Position annotation records:
^^^^^^^^

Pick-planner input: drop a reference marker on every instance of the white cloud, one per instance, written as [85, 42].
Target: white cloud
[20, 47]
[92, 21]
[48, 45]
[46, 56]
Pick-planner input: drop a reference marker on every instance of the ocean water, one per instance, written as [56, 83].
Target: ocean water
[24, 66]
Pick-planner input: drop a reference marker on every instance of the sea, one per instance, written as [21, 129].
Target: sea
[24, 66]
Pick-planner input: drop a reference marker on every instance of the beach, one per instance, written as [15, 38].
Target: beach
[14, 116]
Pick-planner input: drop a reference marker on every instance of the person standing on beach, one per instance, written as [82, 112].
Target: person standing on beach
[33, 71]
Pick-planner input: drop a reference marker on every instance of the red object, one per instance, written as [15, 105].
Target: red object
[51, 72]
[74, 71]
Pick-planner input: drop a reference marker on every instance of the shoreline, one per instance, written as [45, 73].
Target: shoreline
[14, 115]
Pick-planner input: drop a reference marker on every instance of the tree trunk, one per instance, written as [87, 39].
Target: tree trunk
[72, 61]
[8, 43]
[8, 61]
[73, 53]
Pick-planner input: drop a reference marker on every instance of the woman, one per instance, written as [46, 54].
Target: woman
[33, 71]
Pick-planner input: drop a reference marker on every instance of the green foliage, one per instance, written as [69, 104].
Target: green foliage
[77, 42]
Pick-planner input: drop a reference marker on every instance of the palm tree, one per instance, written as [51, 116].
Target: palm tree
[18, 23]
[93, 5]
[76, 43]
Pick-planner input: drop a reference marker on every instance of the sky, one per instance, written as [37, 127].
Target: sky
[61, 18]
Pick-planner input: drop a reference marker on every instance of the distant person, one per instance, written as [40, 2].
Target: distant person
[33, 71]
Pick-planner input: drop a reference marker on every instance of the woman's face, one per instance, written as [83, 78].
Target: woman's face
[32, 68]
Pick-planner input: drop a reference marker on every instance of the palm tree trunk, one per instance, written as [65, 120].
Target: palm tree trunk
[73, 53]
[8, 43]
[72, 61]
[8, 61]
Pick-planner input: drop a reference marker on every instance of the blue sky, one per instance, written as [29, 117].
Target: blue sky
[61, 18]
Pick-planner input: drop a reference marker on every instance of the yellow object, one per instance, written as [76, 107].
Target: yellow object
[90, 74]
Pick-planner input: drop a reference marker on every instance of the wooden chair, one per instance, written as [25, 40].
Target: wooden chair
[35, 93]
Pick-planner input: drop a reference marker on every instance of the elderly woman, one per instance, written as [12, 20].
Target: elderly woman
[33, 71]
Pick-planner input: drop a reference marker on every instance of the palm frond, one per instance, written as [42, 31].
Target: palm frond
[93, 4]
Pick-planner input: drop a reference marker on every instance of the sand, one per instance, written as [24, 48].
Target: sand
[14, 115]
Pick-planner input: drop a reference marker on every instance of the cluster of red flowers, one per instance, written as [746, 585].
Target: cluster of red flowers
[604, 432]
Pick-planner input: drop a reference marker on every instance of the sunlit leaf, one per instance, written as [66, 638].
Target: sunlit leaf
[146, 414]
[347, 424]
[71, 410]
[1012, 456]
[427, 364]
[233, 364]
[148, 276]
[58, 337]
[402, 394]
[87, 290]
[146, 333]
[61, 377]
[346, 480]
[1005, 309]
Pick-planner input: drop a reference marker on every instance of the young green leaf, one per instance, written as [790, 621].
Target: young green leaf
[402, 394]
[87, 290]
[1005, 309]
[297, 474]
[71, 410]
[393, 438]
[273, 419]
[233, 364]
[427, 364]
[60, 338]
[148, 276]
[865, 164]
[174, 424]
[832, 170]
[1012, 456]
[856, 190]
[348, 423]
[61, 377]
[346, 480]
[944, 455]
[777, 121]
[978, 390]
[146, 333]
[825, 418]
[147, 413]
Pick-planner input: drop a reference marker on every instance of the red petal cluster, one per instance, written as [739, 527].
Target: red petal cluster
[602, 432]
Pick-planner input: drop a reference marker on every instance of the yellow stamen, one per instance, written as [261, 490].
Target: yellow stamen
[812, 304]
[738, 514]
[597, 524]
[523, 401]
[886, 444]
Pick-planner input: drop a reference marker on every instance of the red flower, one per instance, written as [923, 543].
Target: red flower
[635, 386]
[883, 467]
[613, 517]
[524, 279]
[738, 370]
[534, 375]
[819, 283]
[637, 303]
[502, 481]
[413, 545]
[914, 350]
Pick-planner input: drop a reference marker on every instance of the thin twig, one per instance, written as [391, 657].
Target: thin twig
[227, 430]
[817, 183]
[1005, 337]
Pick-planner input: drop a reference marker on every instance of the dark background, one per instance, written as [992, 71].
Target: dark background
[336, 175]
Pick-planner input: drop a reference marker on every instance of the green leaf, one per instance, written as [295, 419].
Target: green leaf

^^^^^^^^

#### [INSTRUCTION]
The records above should all be quoted exactly, please.

#### [SOLUTION FOR THIS PROBLEM]
Pick-planner input: drop a reference marker on every instance of the white cloud, one per instance, written as [85, 42].
Target: white cloud
[20, 47]
[92, 21]
[48, 45]
[46, 56]
Pick-planner input: drop a reference marker on every instance of the ocean water, one per instance, written as [56, 83].
Target: ocean water
[24, 66]
Pick-planner input: drop a reference marker on every instance of the sea, one per instance, written as [21, 129].
Target: sea
[24, 66]
Pick-planner input: drop a reference marker on every instance of the beach, one per instance, written as [15, 38].
Target: beach
[14, 116]
Pick-planner input: drop a reference marker on every instance of the person standing on beach, one per instance, written as [82, 112].
Target: person standing on beach
[33, 71]
Pick-planner input: drop a reference marker on every instance of the red object, one per instance, written as [15, 105].
Target: red object
[51, 72]
[74, 71]
Pick-planner input: drop a reference marker on every instance of the shoreline, one per instance, written as [45, 73].
Target: shoreline
[14, 115]
Pick-planner input: drop a reference marker on every instance of the tree trunk, one per instance, written as [87, 39].
Target: tree trunk
[72, 61]
[8, 43]
[8, 61]
[73, 53]
Pick-planner input: drop a reference marker on every instance of the woman, one per instance, written as [46, 54].
Target: woman
[33, 71]
Pick-planner input: drop a reference marker on every instance of the green foliage, one per instance, written as [69, 104].
Target: green foliage
[77, 42]
Pick-planner input: drop a reference marker on every instance of the palm tree, one per instance, written as [51, 116].
Target: palm tree
[18, 23]
[93, 5]
[76, 43]
Pick-planner input: drop a reference marker on every instance of the sky, one per instance, written as [37, 127].
Target: sky
[61, 18]
Pick-planner input: drop a reference marker on every instance of the distant person, one per instance, written as [40, 2].
Target: distant person
[33, 71]
Pick-planner input: drop a reference marker on every instance of the woman's face, one per instance, written as [83, 78].
Target: woman's face
[32, 68]
Pick-planner input: drop a reference marker on every instance of the palm tree trunk, one per instance, written as [65, 120].
Target: palm tree trunk
[73, 53]
[8, 43]
[72, 61]
[8, 61]
Pick-planner input: drop a reference marker on every instance of the blue sky, one per instance, written as [29, 117].
Target: blue sky
[61, 18]
Pick-planner input: drop a reference marker on every instance of the yellow object, one per instance, written as [76, 107].
Target: yellow object
[90, 74]
Pick-planner input: drop a reference marker on every instance of the wooden chair, one per instance, written as [25, 40].
Target: wooden chair
[35, 93]
Pick-planner input: drop a reference marker on every instance of the elderly woman, one per instance, written as [12, 20].
Target: elderly woman
[33, 71]
Pick-planner input: drop a reference marker on every instance of the palm frond, one per instance, written as [42, 31].
Target: palm frond
[93, 4]
Pick-planner input: drop a reference marker on every instance of the sand, one per instance, written as [24, 48].
Target: sand
[14, 115]
Pick-planner input: drop a reference marker on every instance of the cluster of red flowers, one per instance, written as [746, 585].
Target: cluster of red flowers
[604, 432]
Pick-planner input: drop a reference marker on every instance of the sunlit leaf, one per instance, written as [66, 638].
Target: sunlit leaf
[146, 414]
[347, 424]
[71, 410]
[1012, 456]
[427, 364]
[233, 364]
[148, 276]
[58, 337]
[402, 394]
[87, 290]
[146, 333]
[61, 377]
[346, 480]
[1005, 309]
Pick-planner input: drop a reference marker on every instance of the young green leaf, one per instance, written as [790, 621].
Target: young green leaf
[402, 394]
[87, 290]
[1005, 309]
[297, 474]
[71, 410]
[393, 438]
[273, 419]
[233, 364]
[427, 364]
[60, 338]
[148, 276]
[865, 164]
[174, 424]
[832, 170]
[1012, 456]
[856, 190]
[348, 423]
[61, 377]
[346, 480]
[944, 455]
[777, 121]
[978, 390]
[146, 333]
[825, 418]
[147, 413]
Pick-planner input: drop a reference marker on every instance of the red petal cluster, one per instance, written as [739, 527].
Target: red petal cluster
[602, 432]
Pick-planner input: drop a reference marker on every instance of the yellow stamen, one per instance, written as [261, 490].
Target: yellow stamen
[812, 304]
[738, 514]
[597, 524]
[523, 401]
[886, 444]
Pick-planner input: drop a reference marker on every instance of the red flower, one per instance, written as [923, 543].
Target: red flower
[635, 386]
[883, 467]
[613, 517]
[524, 279]
[738, 370]
[534, 375]
[819, 283]
[637, 303]
[502, 481]
[413, 545]
[914, 350]
Pick-planner input: drop a reference marker on every instance of the thin twig, one per instance, written as [391, 657].
Target: thin twig
[227, 430]
[817, 183]
[1005, 337]
Pick-planner input: drop a reference marker on every instance of the dark background, one per instance, written as [992, 71].
Target: dark background
[336, 175]
Pick-planner input: drop a reference marker on every instance of the green leaf, one per instance, written as [295, 419].
Target: green leaf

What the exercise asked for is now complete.